### Given problem
Could you copy, character for character, the part of the listing that opens with the line containing "Could you point at the black backpack" and closes with the listing's final line, with both of those lines included?
◆ ◆ ◆
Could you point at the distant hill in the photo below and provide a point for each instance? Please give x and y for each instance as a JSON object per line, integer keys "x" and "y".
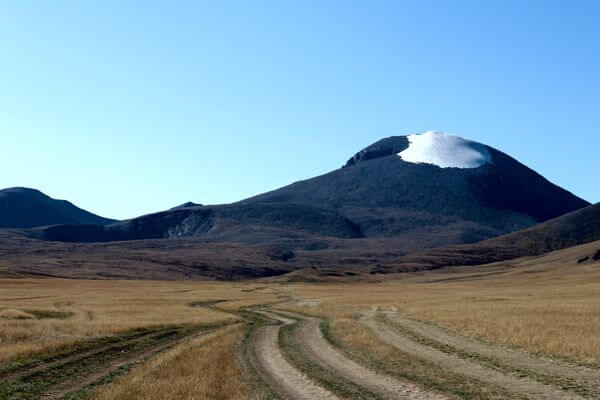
{"x": 26, "y": 208}
{"x": 572, "y": 229}
{"x": 427, "y": 190}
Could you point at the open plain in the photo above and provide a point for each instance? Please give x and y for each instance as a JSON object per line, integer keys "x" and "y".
{"x": 525, "y": 329}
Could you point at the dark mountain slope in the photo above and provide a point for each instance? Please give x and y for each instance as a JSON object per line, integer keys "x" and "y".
{"x": 25, "y": 208}
{"x": 387, "y": 196}
{"x": 240, "y": 223}
{"x": 576, "y": 228}
{"x": 377, "y": 194}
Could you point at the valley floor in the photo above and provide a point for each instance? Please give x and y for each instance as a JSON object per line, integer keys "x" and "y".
{"x": 521, "y": 330}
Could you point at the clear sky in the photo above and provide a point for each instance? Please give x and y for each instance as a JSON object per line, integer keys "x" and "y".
{"x": 130, "y": 107}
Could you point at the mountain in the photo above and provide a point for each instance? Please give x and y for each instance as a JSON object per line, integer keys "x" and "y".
{"x": 424, "y": 191}
{"x": 435, "y": 188}
{"x": 26, "y": 208}
{"x": 572, "y": 229}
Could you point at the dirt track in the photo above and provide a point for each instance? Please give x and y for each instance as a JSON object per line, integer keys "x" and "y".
{"x": 70, "y": 373}
{"x": 290, "y": 383}
{"x": 282, "y": 377}
{"x": 521, "y": 385}
{"x": 509, "y": 356}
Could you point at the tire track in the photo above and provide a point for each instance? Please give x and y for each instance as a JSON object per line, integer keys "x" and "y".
{"x": 68, "y": 387}
{"x": 311, "y": 338}
{"x": 522, "y": 385}
{"x": 511, "y": 357}
{"x": 269, "y": 362}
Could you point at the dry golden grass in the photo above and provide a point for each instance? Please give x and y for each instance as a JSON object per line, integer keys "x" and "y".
{"x": 99, "y": 308}
{"x": 202, "y": 368}
{"x": 548, "y": 304}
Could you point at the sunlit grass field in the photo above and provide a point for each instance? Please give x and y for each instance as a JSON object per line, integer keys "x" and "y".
{"x": 543, "y": 306}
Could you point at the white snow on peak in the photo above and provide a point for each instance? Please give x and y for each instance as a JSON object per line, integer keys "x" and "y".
{"x": 445, "y": 151}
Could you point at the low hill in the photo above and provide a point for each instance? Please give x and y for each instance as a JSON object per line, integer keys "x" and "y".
{"x": 426, "y": 191}
{"x": 26, "y": 208}
{"x": 572, "y": 229}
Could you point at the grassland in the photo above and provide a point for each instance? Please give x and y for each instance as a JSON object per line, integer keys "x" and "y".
{"x": 184, "y": 339}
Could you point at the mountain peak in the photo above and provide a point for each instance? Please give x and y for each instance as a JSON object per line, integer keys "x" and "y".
{"x": 444, "y": 150}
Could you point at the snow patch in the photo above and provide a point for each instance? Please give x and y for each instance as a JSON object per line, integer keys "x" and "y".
{"x": 445, "y": 151}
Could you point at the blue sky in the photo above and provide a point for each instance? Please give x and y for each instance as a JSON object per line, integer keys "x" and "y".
{"x": 126, "y": 107}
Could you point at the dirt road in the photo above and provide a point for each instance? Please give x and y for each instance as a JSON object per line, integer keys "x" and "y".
{"x": 522, "y": 385}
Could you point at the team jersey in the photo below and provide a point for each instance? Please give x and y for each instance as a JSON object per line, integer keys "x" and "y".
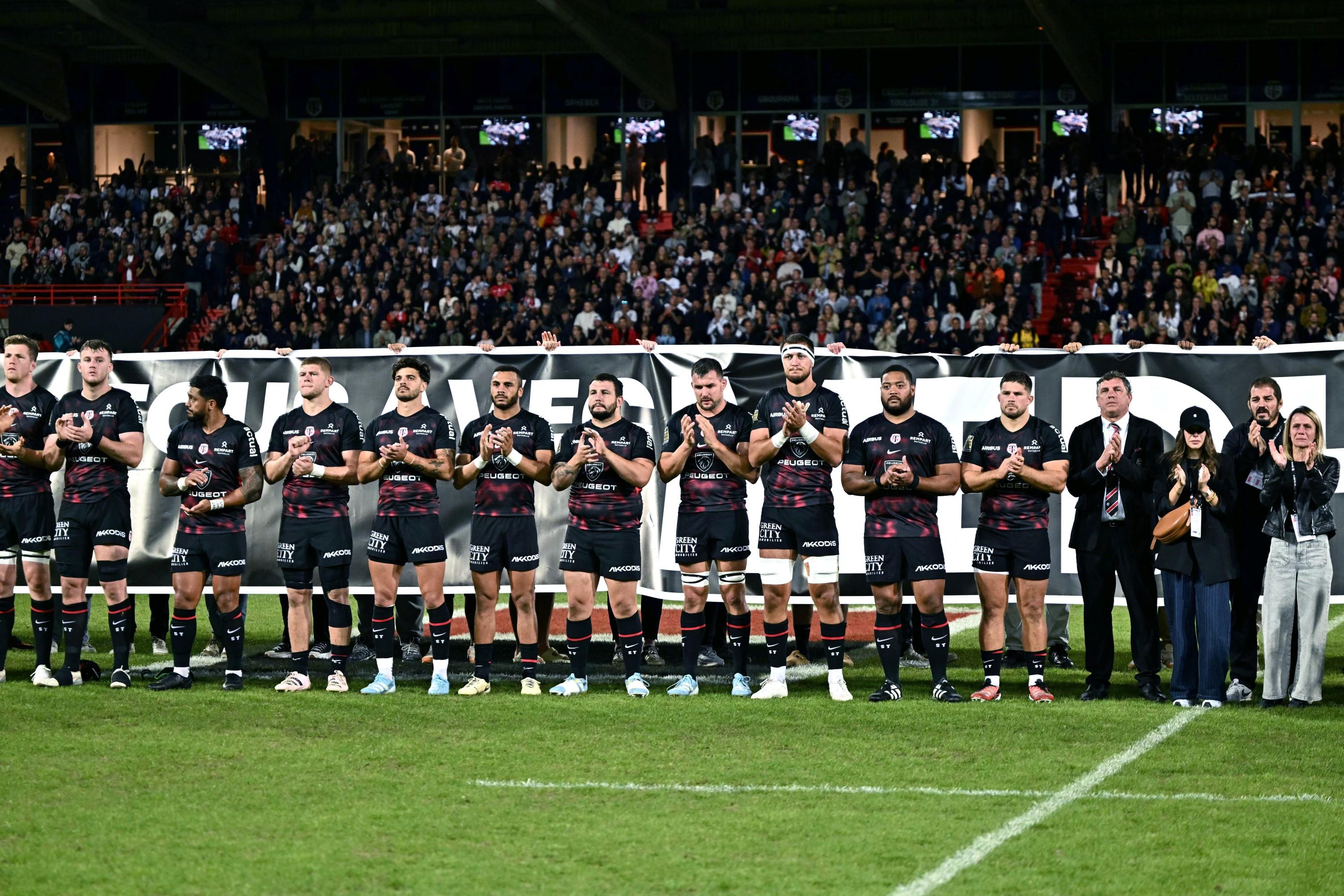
{"x": 706, "y": 481}
{"x": 1015, "y": 504}
{"x": 222, "y": 454}
{"x": 502, "y": 489}
{"x": 332, "y": 430}
{"x": 877, "y": 445}
{"x": 797, "y": 476}
{"x": 404, "y": 491}
{"x": 90, "y": 475}
{"x": 600, "y": 499}
{"x": 31, "y": 430}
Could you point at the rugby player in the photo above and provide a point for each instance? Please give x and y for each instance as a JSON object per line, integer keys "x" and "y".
{"x": 97, "y": 432}
{"x": 607, "y": 463}
{"x": 902, "y": 461}
{"x": 504, "y": 452}
{"x": 797, "y": 438}
{"x": 1017, "y": 461}
{"x": 409, "y": 449}
{"x": 27, "y": 511}
{"x": 315, "y": 449}
{"x": 211, "y": 463}
{"x": 706, "y": 444}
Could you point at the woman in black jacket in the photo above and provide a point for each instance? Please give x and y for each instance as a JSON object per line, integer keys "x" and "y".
{"x": 1199, "y": 567}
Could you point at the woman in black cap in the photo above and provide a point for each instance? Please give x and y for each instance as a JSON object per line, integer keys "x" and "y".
{"x": 1199, "y": 567}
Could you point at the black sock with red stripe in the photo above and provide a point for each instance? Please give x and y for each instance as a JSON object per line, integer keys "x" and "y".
{"x": 937, "y": 637}
{"x": 631, "y": 630}
{"x": 578, "y": 636}
{"x": 886, "y": 633}
{"x": 74, "y": 622}
{"x": 41, "y": 613}
{"x": 740, "y": 636}
{"x": 832, "y": 634}
{"x": 120, "y": 624}
{"x": 693, "y": 636}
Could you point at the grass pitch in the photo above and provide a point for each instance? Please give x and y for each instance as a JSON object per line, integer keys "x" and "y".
{"x": 205, "y": 792}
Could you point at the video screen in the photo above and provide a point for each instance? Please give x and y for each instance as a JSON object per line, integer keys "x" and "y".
{"x": 221, "y": 137}
{"x": 1069, "y": 123}
{"x": 940, "y": 125}
{"x": 801, "y": 128}
{"x": 644, "y": 131}
{"x": 504, "y": 132}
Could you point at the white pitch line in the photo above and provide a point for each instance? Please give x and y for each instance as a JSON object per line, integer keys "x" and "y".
{"x": 863, "y": 790}
{"x": 1077, "y": 789}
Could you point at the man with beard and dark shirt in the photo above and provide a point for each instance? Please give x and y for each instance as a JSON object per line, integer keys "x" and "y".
{"x": 1246, "y": 446}
{"x": 797, "y": 438}
{"x": 409, "y": 449}
{"x": 99, "y": 433}
{"x": 211, "y": 463}
{"x": 902, "y": 461}
{"x": 504, "y": 452}
{"x": 1018, "y": 461}
{"x": 706, "y": 445}
{"x": 315, "y": 449}
{"x": 608, "y": 465}
{"x": 27, "y": 514}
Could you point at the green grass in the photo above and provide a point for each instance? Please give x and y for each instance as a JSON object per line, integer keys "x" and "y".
{"x": 202, "y": 792}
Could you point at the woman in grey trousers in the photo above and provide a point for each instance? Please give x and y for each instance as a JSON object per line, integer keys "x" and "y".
{"x": 1297, "y": 493}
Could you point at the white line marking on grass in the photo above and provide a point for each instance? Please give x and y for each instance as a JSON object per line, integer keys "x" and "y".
{"x": 986, "y": 844}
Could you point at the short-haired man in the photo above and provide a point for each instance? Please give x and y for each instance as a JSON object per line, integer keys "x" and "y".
{"x": 1017, "y": 461}
{"x": 211, "y": 463}
{"x": 1246, "y": 445}
{"x": 1113, "y": 460}
{"x": 706, "y": 445}
{"x": 605, "y": 467}
{"x": 902, "y": 461}
{"x": 315, "y": 449}
{"x": 409, "y": 450}
{"x": 99, "y": 433}
{"x": 504, "y": 452}
{"x": 27, "y": 512}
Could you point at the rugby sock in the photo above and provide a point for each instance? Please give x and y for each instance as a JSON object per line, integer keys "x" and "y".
{"x": 120, "y": 624}
{"x": 74, "y": 622}
{"x": 886, "y": 630}
{"x": 484, "y": 653}
{"x": 632, "y": 648}
{"x": 777, "y": 647}
{"x": 578, "y": 636}
{"x": 832, "y": 633}
{"x": 936, "y": 633}
{"x": 41, "y": 612}
{"x": 1035, "y": 667}
{"x": 693, "y": 636}
{"x": 6, "y": 628}
{"x": 529, "y": 659}
{"x": 992, "y": 661}
{"x": 182, "y": 630}
{"x": 740, "y": 636}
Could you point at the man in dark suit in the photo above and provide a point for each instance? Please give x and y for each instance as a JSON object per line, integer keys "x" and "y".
{"x": 1113, "y": 461}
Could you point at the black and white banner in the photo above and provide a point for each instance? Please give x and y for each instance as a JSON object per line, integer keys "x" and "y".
{"x": 957, "y": 391}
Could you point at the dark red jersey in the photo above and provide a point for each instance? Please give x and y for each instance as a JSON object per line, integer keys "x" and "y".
{"x": 90, "y": 475}
{"x": 600, "y": 499}
{"x": 404, "y": 491}
{"x": 706, "y": 481}
{"x": 502, "y": 489}
{"x": 332, "y": 430}
{"x": 877, "y": 445}
{"x": 797, "y": 476}
{"x": 31, "y": 430}
{"x": 222, "y": 454}
{"x": 1015, "y": 504}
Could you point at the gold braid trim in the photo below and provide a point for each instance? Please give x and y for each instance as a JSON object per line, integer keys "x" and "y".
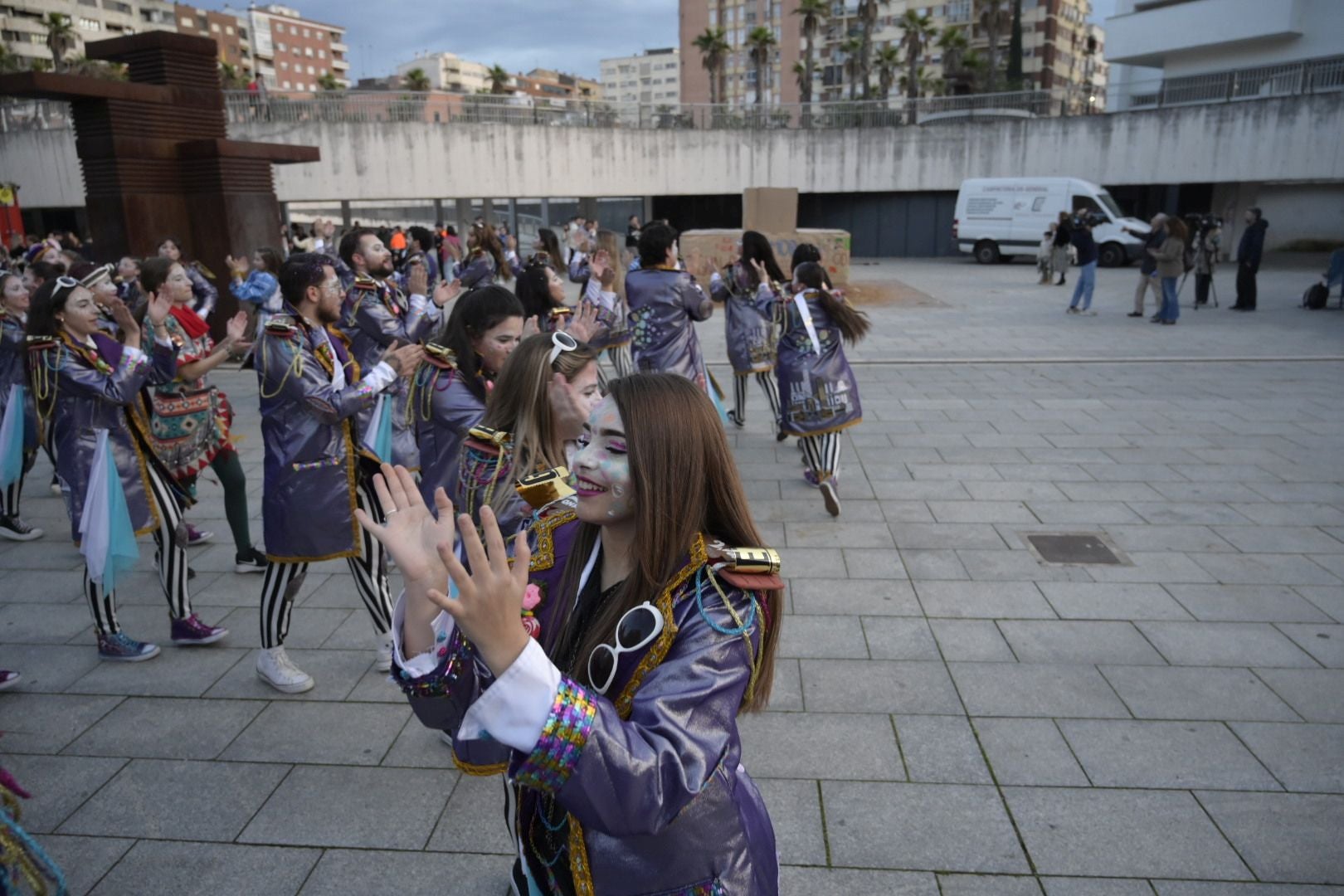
{"x": 665, "y": 642}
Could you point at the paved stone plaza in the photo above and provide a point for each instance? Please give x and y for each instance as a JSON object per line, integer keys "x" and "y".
{"x": 951, "y": 715}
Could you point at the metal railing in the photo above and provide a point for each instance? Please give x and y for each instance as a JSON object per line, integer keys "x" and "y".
{"x": 433, "y": 108}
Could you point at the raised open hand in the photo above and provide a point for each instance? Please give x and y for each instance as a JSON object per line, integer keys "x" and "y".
{"x": 488, "y": 606}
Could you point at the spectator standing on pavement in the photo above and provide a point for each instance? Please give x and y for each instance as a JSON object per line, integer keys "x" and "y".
{"x": 1148, "y": 278}
{"x": 1059, "y": 254}
{"x": 1170, "y": 265}
{"x": 1081, "y": 240}
{"x": 1248, "y": 260}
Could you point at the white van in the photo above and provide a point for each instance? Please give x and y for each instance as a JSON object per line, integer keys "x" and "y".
{"x": 997, "y": 218}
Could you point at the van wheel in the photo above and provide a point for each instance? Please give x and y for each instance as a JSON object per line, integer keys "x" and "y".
{"x": 986, "y": 253}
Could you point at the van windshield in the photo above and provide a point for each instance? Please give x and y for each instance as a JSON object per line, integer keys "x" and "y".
{"x": 1109, "y": 204}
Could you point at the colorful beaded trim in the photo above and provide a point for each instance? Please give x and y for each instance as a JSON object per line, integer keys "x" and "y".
{"x": 562, "y": 740}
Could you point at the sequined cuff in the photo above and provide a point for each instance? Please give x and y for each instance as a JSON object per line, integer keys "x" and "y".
{"x": 455, "y": 655}
{"x": 558, "y": 750}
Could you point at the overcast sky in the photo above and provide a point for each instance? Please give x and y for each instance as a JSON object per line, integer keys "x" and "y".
{"x": 567, "y": 35}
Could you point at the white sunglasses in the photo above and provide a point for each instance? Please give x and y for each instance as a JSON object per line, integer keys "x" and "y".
{"x": 636, "y": 631}
{"x": 561, "y": 342}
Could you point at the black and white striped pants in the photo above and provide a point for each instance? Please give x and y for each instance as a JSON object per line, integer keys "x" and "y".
{"x": 11, "y": 494}
{"x": 171, "y": 553}
{"x": 739, "y": 395}
{"x": 821, "y": 453}
{"x": 368, "y": 567}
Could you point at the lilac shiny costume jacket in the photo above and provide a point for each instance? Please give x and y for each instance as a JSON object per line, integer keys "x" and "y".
{"x": 747, "y": 320}
{"x": 817, "y": 391}
{"x": 442, "y": 409}
{"x": 665, "y": 305}
{"x": 377, "y": 314}
{"x": 14, "y": 373}
{"x": 100, "y": 390}
{"x": 648, "y": 778}
{"x": 307, "y": 426}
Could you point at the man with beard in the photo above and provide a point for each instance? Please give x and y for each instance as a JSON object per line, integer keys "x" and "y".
{"x": 311, "y": 390}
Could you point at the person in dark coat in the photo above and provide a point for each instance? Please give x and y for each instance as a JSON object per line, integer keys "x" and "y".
{"x": 1248, "y": 260}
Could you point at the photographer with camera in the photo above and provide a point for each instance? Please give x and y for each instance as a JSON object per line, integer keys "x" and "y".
{"x": 1148, "y": 266}
{"x": 1079, "y": 234}
{"x": 1209, "y": 236}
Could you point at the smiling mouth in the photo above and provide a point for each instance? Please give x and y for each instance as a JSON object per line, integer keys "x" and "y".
{"x": 587, "y": 488}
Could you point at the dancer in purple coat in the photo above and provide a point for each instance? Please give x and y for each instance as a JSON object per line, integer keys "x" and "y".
{"x": 611, "y": 660}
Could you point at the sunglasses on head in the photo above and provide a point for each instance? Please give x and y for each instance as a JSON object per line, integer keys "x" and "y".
{"x": 636, "y": 631}
{"x": 561, "y": 342}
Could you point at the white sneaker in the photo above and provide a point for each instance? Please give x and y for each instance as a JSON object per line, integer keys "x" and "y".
{"x": 275, "y": 670}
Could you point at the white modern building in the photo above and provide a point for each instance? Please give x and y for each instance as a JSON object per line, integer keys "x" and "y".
{"x": 449, "y": 71}
{"x": 652, "y": 77}
{"x": 24, "y": 32}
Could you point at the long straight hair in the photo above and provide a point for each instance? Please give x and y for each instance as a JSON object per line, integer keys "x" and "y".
{"x": 851, "y": 323}
{"x": 684, "y": 484}
{"x": 520, "y": 403}
{"x": 757, "y": 247}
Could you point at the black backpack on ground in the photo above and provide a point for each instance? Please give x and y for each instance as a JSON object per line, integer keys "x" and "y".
{"x": 1315, "y": 297}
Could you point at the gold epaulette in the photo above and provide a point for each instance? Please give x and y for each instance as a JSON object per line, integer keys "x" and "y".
◆ ◆ ◆
### Written reply
Could you point at the black backpack on ground in the photo above and provide a point for each instance? Please give x and y for each instance as a JSON object per line, integer keys "x" and "y".
{"x": 1315, "y": 297}
Could you point at the gold epaulette in the photo above and provide a point for each instance? Please give x and y for each instance as a JSON object per line, integer keys "x" and "y".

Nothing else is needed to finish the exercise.